#### Work required
An exact, line-by-line copy is needed, beginning at the line with "integer pixel values" and ending at the last line of the listing below.

++++ Material provided

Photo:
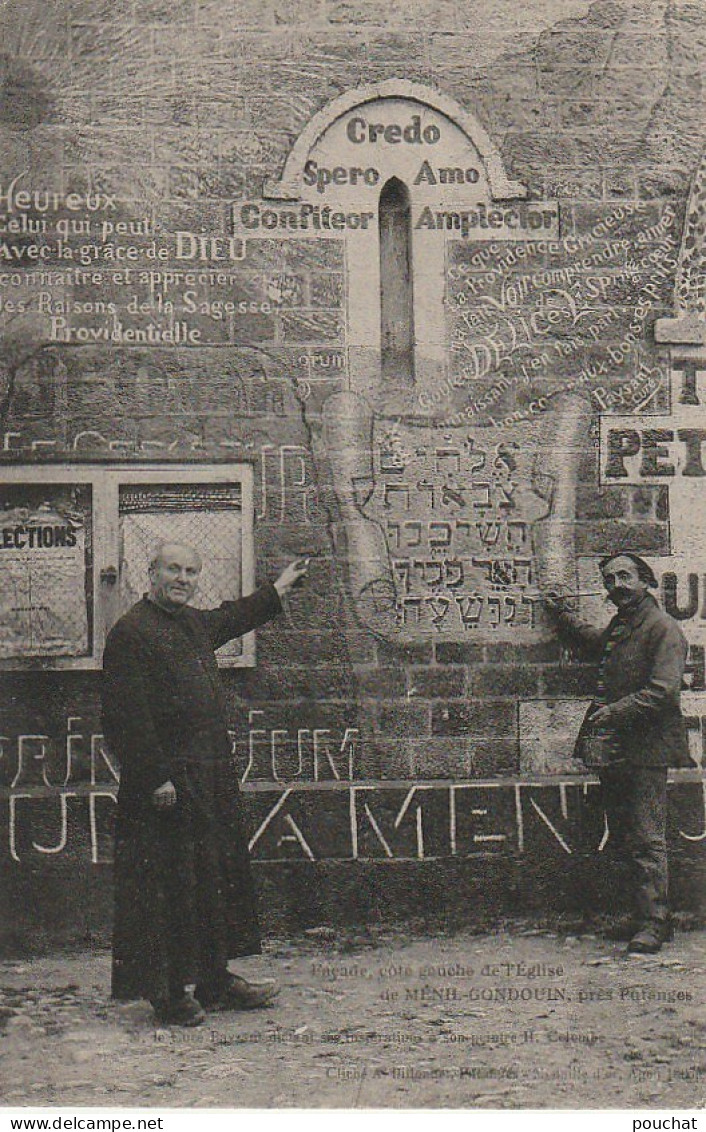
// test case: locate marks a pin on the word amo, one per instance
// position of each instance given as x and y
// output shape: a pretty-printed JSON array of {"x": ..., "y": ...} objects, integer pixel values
[{"x": 16, "y": 199}]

++++++++

#### Solution to the problem
// output shape: a pretty-printed JSON array of {"x": ..., "y": ...} objects, integer pixel values
[{"x": 16, "y": 199}]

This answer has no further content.